- _WHAT TO PRODUCE_: Below is a set of entries. Reproduce exactly the lines from the one containing "the form [23,66]." through the end, both included.

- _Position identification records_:

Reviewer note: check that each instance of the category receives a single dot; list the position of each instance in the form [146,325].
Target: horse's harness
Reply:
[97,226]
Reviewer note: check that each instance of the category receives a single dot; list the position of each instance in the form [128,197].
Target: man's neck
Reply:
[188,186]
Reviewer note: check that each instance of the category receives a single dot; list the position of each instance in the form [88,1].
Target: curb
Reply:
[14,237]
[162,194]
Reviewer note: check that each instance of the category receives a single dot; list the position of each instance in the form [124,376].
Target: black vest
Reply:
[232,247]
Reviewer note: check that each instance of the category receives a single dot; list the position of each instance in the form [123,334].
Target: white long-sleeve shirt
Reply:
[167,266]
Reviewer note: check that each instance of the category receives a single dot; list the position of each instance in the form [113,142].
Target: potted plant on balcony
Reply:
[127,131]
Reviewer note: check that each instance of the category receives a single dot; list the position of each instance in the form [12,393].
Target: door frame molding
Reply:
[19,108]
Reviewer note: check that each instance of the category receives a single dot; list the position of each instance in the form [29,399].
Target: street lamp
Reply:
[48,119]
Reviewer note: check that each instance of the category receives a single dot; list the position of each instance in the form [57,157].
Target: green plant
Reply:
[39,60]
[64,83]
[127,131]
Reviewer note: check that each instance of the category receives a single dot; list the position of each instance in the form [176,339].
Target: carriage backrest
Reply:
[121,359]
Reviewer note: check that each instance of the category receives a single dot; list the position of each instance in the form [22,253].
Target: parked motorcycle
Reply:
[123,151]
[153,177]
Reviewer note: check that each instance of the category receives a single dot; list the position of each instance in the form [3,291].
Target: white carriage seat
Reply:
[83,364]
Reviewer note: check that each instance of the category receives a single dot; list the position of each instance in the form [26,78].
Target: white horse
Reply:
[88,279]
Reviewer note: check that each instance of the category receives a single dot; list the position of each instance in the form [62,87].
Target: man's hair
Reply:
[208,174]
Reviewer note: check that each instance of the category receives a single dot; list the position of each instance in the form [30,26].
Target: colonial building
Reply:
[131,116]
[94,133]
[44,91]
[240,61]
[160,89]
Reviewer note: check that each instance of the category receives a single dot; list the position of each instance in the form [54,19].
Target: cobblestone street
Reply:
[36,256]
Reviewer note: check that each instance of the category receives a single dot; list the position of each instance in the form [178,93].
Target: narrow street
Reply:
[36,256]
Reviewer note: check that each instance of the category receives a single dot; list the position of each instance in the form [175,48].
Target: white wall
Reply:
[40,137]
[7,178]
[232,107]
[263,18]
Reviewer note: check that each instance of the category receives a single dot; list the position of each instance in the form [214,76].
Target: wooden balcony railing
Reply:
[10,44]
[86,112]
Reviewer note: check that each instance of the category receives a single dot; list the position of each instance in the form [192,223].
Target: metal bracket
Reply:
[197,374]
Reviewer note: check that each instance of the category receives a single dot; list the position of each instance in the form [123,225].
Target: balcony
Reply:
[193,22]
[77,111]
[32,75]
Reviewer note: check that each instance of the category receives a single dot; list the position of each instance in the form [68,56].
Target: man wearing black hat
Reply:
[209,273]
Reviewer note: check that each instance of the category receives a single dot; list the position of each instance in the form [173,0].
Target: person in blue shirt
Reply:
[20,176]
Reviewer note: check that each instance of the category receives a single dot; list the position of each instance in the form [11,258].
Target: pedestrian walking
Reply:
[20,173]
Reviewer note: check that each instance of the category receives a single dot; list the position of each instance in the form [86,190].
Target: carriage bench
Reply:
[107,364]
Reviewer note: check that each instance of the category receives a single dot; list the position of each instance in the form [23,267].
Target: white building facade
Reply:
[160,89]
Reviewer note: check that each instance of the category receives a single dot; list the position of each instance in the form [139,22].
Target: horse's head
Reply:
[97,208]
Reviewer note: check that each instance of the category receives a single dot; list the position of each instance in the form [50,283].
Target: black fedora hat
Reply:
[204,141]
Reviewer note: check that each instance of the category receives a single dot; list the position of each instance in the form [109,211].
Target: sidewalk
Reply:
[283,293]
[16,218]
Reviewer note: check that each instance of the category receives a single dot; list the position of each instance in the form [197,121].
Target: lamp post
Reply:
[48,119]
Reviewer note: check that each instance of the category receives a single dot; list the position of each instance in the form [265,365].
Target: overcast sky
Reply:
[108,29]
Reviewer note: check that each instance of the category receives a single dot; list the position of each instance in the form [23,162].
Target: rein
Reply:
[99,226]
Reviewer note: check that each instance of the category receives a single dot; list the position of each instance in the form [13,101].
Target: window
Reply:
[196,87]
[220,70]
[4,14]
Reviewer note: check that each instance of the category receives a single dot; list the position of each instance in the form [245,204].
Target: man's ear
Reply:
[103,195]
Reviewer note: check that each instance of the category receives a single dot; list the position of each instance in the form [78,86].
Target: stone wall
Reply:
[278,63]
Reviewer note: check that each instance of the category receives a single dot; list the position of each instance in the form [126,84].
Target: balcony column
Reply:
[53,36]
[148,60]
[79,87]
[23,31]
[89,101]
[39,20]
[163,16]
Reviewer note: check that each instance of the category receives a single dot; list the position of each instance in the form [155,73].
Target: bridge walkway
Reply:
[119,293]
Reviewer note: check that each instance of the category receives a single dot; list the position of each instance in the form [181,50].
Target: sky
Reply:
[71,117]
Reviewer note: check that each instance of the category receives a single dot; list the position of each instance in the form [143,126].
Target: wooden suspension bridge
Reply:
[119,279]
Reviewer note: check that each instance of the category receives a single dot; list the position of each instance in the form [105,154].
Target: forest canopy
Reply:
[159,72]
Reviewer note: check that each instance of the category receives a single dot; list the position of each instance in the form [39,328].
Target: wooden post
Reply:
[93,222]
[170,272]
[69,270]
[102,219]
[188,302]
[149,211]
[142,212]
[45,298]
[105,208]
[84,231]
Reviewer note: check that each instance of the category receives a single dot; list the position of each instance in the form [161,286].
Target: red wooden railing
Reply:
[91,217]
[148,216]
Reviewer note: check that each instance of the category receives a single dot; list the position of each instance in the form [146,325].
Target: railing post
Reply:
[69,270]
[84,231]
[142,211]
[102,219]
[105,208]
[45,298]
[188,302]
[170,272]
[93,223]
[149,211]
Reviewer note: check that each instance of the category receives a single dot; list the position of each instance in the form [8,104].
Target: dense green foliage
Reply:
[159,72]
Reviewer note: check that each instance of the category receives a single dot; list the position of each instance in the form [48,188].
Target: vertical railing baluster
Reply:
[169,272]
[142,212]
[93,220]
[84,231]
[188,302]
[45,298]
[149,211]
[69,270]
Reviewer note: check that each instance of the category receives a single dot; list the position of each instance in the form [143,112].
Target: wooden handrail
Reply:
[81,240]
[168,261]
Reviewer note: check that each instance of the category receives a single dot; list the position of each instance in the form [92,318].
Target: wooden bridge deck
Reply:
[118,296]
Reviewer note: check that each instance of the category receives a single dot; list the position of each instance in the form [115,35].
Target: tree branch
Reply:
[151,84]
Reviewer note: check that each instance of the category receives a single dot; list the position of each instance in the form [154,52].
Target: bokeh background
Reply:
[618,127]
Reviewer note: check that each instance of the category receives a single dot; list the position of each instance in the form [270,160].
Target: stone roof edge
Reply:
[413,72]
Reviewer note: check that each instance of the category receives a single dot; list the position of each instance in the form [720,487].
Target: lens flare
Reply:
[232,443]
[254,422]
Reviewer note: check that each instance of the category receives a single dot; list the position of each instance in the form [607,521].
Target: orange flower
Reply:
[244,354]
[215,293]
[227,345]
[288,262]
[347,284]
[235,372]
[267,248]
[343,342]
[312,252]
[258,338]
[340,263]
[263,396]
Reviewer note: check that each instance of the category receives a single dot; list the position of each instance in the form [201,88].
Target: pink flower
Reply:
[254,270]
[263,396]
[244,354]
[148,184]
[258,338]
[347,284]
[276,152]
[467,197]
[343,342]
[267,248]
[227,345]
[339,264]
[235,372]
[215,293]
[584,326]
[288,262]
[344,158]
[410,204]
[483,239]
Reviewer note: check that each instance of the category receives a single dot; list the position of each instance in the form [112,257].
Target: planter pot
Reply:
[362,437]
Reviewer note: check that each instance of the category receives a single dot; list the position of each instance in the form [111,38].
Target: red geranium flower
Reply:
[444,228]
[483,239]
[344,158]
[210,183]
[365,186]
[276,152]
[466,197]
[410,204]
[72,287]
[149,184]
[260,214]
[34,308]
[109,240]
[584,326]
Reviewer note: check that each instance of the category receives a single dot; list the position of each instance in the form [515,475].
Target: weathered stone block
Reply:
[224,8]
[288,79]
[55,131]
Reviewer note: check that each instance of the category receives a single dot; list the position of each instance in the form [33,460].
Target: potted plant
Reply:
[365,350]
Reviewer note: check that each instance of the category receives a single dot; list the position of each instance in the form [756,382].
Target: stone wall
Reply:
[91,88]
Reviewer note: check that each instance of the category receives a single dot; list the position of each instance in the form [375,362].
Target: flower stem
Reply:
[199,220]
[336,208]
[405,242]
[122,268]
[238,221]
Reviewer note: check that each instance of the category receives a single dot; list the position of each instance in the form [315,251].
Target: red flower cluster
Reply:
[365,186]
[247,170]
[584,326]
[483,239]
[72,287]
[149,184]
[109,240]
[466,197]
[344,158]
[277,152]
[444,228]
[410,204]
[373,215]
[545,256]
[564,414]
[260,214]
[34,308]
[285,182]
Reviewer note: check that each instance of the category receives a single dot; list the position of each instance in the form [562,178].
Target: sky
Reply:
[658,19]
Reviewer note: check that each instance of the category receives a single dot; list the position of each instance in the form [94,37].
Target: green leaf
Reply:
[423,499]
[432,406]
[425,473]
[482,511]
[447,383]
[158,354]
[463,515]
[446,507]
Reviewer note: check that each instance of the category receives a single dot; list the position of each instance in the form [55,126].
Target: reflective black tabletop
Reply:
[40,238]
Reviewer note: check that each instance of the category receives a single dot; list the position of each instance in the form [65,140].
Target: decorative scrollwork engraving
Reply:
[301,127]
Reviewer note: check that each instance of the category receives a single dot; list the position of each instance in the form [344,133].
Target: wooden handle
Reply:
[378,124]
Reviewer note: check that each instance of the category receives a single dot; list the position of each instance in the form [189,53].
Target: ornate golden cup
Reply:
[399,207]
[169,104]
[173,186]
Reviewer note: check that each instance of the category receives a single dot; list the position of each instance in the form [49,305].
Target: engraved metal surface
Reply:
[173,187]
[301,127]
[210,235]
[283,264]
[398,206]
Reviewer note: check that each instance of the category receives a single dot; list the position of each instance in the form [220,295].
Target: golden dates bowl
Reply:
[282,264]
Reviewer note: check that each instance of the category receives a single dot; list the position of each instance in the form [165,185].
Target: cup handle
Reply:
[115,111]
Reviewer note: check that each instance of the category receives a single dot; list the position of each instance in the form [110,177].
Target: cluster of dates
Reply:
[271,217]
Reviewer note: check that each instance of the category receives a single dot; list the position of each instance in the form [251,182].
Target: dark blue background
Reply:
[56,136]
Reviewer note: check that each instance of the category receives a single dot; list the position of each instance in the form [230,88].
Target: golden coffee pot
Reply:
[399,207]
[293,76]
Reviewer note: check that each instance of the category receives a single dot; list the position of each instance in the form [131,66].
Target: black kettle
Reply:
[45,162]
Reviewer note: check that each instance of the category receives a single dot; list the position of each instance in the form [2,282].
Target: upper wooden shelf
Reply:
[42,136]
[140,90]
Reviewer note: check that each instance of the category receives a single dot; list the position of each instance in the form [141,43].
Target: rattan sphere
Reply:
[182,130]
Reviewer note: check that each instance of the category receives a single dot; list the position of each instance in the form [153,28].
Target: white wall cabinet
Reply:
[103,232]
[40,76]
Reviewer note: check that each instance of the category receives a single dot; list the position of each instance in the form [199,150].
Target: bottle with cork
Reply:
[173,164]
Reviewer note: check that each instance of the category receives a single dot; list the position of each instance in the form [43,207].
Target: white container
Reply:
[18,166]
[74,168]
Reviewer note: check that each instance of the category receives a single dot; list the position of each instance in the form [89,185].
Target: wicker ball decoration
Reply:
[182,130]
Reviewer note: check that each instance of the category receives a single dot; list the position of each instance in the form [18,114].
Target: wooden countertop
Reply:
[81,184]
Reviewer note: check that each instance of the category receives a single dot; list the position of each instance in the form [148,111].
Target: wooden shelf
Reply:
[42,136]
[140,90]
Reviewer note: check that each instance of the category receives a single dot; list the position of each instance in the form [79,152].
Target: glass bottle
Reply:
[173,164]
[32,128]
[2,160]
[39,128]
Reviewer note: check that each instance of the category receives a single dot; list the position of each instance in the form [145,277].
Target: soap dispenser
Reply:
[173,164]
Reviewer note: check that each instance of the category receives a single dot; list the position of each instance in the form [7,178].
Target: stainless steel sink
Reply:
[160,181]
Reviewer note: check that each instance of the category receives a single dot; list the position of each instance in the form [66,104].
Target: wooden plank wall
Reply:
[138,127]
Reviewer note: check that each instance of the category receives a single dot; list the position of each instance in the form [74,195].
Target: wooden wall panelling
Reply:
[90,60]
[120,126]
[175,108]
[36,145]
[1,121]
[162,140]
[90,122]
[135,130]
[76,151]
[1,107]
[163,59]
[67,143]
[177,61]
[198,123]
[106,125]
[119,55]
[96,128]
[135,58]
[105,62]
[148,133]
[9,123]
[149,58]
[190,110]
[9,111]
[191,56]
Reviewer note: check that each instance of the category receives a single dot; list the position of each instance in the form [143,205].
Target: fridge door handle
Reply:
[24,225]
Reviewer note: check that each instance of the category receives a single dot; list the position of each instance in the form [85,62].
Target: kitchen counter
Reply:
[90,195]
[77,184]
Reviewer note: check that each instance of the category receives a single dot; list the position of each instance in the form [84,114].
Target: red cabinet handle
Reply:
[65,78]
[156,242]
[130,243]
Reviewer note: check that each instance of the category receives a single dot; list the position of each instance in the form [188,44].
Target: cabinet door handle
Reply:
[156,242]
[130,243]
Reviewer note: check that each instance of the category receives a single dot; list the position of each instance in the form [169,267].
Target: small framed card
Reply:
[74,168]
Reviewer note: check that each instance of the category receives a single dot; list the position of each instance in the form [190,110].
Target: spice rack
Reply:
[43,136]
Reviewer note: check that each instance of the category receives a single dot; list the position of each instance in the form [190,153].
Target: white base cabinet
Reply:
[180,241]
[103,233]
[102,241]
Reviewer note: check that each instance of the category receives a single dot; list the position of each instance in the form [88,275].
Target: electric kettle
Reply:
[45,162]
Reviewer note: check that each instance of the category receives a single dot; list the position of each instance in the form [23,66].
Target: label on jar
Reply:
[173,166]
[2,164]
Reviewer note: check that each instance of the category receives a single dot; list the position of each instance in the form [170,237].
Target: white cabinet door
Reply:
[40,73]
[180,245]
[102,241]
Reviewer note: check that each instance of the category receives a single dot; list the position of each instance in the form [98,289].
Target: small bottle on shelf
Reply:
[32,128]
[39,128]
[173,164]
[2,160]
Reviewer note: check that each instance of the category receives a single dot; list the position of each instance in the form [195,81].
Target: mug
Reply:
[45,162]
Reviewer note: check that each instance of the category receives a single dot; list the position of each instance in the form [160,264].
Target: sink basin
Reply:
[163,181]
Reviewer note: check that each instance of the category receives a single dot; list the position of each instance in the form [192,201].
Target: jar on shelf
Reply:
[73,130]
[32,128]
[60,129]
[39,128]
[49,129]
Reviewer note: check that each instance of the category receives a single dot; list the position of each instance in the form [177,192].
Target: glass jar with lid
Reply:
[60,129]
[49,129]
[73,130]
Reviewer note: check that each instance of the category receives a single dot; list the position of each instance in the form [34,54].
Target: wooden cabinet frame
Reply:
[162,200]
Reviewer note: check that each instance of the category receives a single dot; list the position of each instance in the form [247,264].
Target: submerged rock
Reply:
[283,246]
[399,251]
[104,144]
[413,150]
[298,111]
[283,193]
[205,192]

- _WRITTEN ANSWER_:
Reviewer note: check that each instance of the category receives a single dot; list the position of each instance in the form [23,66].
Target: label on jar
Reply:
[173,166]
[2,164]
Reviewer note: check that each instance of the category receives a single dot; list the position of each instance in the form [170,237].
Target: white cabinet door
Reply:
[40,73]
[180,245]
[102,241]
Reviewer note: check that each instance of the category receives a single dot; list the position of each instance in the form [98,289].
Target: small bottle on shelf
Reply:
[32,128]
[39,128]
[173,164]
[2,160]
Reviewer note: check that each instance of the category receives a single dot; list the position of each instance in the form [195,81].
Target: mug
Reply:
[45,162]
Reviewer note: check that each instance of the category receives a single dot; list the position of each instance in the form [160,264].
Target: sink basin
Reply:
[163,181]
Reviewer note: check that each instance of the category receives a single dot; list the position of each instance in the form [192,201].
Target: jar on shelf
Reply:
[73,130]
[32,128]
[60,129]
[39,128]
[49,129]
Reviewer note: check that each instance of the category receives a single dot; list the position of each instance in the form [177,192].
Target: glass jar with lid
Reply:
[60,129]
[49,129]
[73,130]
Reviewer note: check that each instance of the category receives a single dot; list the position of each instance in the form [34,54].
Target: wooden cabinet frame
Reply:
[162,200]
Reviewer note: check that each instance of the category receives a single dot; list the position of each instance in the form [247,264].
Target: submerged rock
Reply:
[283,246]
[399,251]
[104,144]
[413,150]
[298,111]
[283,193]
[205,192]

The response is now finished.